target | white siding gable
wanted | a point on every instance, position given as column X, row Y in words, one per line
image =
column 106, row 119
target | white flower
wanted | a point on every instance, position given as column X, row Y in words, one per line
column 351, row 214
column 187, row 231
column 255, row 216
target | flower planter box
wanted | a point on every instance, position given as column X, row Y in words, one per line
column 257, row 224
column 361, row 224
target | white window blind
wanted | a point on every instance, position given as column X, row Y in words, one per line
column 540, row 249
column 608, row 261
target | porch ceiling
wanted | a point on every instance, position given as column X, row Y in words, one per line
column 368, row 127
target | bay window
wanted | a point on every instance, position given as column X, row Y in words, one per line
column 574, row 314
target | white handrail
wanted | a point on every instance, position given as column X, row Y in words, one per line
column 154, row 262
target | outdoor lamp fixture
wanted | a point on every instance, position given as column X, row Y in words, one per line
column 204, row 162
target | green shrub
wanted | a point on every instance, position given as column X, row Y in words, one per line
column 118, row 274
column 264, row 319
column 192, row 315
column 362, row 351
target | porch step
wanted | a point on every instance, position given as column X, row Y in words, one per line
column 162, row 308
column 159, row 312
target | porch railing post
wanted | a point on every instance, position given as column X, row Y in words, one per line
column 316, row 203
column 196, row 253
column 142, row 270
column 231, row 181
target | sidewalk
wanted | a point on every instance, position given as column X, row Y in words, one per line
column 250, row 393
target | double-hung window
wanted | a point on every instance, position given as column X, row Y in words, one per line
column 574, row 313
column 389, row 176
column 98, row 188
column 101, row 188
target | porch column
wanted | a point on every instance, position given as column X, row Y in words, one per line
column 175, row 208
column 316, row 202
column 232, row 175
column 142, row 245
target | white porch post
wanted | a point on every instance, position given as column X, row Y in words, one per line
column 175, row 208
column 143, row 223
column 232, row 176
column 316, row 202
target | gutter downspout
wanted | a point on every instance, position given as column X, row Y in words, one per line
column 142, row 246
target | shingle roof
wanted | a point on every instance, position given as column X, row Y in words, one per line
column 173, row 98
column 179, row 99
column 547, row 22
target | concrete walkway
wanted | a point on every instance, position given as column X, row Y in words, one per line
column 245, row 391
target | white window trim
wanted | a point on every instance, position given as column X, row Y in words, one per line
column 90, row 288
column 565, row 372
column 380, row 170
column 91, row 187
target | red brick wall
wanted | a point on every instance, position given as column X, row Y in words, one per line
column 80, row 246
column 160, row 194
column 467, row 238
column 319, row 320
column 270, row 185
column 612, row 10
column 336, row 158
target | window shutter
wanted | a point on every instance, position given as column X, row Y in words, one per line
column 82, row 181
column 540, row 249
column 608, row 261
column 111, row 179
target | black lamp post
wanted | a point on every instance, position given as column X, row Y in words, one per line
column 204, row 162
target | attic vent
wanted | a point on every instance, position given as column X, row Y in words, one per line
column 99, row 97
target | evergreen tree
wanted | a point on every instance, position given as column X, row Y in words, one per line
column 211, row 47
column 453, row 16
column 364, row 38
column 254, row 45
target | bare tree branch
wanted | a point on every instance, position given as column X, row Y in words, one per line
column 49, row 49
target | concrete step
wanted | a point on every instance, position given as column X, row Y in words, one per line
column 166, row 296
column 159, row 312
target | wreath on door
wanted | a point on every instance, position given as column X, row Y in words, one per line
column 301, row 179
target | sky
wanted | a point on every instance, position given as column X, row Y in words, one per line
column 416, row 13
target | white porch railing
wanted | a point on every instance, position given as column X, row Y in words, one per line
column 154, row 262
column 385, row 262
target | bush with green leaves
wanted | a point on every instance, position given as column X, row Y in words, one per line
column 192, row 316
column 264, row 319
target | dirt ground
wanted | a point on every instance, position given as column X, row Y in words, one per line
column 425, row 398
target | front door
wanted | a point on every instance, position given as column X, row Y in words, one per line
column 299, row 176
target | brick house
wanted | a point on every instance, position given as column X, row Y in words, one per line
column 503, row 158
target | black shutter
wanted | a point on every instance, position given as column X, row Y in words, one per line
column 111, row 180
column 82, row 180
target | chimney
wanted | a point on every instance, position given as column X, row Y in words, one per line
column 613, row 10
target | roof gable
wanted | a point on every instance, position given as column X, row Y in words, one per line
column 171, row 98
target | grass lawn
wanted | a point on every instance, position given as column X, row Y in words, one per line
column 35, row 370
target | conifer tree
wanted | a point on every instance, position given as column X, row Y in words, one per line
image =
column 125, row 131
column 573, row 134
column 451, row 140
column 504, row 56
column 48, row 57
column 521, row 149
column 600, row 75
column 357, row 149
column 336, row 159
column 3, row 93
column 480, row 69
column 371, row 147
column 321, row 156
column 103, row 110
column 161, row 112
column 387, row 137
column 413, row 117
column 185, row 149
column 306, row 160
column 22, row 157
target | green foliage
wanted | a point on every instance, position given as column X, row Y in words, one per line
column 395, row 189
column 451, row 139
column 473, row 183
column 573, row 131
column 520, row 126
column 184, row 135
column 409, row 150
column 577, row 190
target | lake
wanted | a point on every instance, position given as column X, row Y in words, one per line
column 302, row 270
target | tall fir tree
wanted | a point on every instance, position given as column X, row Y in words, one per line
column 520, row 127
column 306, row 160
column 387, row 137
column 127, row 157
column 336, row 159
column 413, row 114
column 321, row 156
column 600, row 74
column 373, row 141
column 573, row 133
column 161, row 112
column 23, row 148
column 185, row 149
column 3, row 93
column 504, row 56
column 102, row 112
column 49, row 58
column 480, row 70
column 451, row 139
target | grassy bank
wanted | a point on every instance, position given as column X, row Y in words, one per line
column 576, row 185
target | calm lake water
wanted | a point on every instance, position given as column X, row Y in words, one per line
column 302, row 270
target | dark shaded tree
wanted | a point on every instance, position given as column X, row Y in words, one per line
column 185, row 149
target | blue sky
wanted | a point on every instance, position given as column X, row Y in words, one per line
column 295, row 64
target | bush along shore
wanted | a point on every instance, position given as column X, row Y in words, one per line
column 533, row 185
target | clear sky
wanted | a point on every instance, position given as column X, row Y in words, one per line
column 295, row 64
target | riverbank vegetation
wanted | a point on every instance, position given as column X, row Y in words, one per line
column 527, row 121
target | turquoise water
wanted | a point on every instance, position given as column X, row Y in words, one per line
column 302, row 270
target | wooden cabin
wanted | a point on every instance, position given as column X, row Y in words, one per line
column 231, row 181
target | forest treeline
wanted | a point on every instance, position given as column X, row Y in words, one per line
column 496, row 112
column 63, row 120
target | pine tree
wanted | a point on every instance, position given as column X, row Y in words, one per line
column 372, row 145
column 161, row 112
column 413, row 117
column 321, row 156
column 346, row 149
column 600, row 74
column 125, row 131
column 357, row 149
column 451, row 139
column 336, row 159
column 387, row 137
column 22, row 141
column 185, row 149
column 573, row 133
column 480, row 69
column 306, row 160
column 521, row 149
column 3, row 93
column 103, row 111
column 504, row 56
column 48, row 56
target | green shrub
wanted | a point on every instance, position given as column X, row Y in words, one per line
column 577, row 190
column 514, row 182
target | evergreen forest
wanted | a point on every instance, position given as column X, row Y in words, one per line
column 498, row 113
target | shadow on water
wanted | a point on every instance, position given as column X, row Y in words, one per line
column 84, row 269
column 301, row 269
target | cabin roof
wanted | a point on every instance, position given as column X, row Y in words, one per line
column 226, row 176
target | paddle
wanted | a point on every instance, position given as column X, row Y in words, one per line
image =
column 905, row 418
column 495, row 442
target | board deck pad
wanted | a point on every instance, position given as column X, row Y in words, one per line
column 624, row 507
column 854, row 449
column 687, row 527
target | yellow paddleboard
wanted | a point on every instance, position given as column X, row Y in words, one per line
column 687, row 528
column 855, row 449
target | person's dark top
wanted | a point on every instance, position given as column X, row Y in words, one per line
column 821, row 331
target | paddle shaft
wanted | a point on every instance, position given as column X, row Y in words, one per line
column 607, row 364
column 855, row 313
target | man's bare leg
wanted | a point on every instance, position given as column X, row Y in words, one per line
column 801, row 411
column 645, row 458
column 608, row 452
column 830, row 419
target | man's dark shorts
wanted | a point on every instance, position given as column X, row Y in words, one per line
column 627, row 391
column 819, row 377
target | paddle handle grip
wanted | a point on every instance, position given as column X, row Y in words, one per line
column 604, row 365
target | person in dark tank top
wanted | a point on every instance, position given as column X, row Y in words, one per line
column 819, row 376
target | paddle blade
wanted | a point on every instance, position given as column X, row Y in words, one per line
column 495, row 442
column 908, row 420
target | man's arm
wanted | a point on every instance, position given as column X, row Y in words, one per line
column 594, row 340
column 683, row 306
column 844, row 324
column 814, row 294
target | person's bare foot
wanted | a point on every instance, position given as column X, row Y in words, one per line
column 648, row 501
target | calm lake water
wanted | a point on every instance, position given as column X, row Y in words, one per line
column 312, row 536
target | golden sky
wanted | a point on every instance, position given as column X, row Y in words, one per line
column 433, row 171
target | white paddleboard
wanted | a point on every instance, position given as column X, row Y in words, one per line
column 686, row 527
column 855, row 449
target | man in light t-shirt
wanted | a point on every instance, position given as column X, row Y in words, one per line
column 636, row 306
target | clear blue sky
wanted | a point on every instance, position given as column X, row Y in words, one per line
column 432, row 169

■ **WHAT IS EXPECTED**
Copy out the entries from the line containing "target | outdoor lamp fixture" to the line containing "column 101, row 188", both lines included, reproducing each line verbatim.

■ **THE REPLY**
target | outdoor lamp fixture
wanted | a point on every instance, position given as column X, row Y in words, one per line
column 204, row 162
target | green shrub
wanted | a point on every instance, position given as column X, row Y in words, one per line
column 118, row 274
column 264, row 319
column 192, row 315
column 362, row 351
target | porch step
wanted | a point on every instance, position given as column X, row Y in words, one per line
column 162, row 308
column 159, row 312
target | porch railing post
wanted | a point on every instance, position given as column X, row Y in words, one per line
column 316, row 203
column 196, row 253
column 142, row 270
column 231, row 181
target | sidewalk
wanted | a point on every instance, position given as column X, row Y in words, one per line
column 250, row 393
target | double-hung window
wanted | a point on every instance, position given as column X, row Y in words, one per line
column 574, row 313
column 389, row 176
column 98, row 188
column 101, row 188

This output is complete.